> [PROVIDED RECORDS]
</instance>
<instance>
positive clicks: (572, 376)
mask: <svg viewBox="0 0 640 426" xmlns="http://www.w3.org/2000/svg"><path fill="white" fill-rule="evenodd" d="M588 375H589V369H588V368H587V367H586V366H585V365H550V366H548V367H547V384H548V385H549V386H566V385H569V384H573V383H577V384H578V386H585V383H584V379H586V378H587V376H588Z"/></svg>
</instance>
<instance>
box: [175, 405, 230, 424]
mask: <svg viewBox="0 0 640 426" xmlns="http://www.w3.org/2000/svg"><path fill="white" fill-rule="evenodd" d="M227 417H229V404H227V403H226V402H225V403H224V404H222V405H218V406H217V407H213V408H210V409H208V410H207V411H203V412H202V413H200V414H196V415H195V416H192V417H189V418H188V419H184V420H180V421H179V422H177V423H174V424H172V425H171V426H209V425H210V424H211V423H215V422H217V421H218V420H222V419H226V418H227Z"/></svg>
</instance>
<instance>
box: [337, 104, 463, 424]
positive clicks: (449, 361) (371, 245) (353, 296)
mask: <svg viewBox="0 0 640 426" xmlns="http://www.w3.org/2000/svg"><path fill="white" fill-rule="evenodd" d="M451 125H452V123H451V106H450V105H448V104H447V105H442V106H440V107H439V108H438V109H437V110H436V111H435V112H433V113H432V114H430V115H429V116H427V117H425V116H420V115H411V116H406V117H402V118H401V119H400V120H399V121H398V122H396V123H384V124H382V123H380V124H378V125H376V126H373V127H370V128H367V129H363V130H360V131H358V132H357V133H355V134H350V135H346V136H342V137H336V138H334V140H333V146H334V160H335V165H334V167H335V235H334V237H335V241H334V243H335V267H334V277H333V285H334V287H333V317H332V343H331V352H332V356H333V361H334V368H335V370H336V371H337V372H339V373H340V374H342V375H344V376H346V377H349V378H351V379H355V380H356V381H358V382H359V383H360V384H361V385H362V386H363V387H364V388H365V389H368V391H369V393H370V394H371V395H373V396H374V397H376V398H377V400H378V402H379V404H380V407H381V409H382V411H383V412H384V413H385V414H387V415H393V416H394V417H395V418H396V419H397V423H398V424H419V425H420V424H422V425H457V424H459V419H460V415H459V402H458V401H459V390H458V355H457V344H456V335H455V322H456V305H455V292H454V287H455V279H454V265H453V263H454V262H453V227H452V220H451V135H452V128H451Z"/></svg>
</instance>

> [AIM OF THE EXERCISE] This exercise calls for every record to be restated word for word.

> [TASK RESULT]
</instance>
<instance>
positive clicks: (572, 376)
mask: <svg viewBox="0 0 640 426" xmlns="http://www.w3.org/2000/svg"><path fill="white" fill-rule="evenodd" d="M588 375H589V369H588V368H587V367H586V366H585V365H550V366H548V367H547V384H548V385H549V386H566V385H569V384H573V383H577V384H578V386H585V383H584V379H586V378H587V376H588Z"/></svg>
</instance>
<instance>
box: [175, 405, 230, 424]
mask: <svg viewBox="0 0 640 426" xmlns="http://www.w3.org/2000/svg"><path fill="white" fill-rule="evenodd" d="M227 417H229V404H227V403H226V402H225V403H224V404H222V405H218V406H217V407H213V408H210V409H208V410H207V411H203V412H202V413H200V414H196V415H195V416H192V417H189V418H188V419H184V420H180V421H179V422H177V423H174V424H172V425H171V426H209V425H210V424H211V423H215V422H217V421H218V420H222V419H226V418H227Z"/></svg>
</instance>
<instance>
box: [337, 104, 463, 424]
positive clicks: (449, 361) (371, 245) (353, 296)
mask: <svg viewBox="0 0 640 426" xmlns="http://www.w3.org/2000/svg"><path fill="white" fill-rule="evenodd" d="M451 125H452V123H451V106H450V105H448V104H447V105H442V106H440V107H439V108H438V109H437V110H436V111H435V112H433V113H432V114H430V115H429V116H427V117H425V116H420V115H411V116H406V117H402V118H401V119H400V120H399V121H398V122H396V123H384V124H382V123H380V124H378V125H376V126H373V127H370V128H367V129H363V130H360V131H358V132H357V133H355V134H350V135H346V136H342V137H336V138H334V140H333V146H334V160H335V165H334V167H335V235H334V237H335V241H334V243H335V267H334V277H333V285H334V287H333V317H332V343H331V352H332V356H333V361H334V368H335V370H336V371H337V372H339V373H340V374H342V375H344V376H346V377H349V378H351V379H355V380H356V381H358V382H359V383H360V384H361V385H362V386H363V387H364V388H365V389H368V391H369V393H370V394H371V395H373V396H374V397H376V398H377V400H378V402H379V404H380V407H381V409H382V411H383V412H384V413H385V414H387V415H393V416H394V417H395V418H396V419H397V423H398V424H419V425H420V424H422V425H457V424H459V419H460V415H459V402H458V401H459V390H458V355H457V344H456V335H455V322H456V305H455V292H454V287H455V279H454V265H453V263H454V262H453V227H452V220H451V135H452V128H451Z"/></svg>
</instance>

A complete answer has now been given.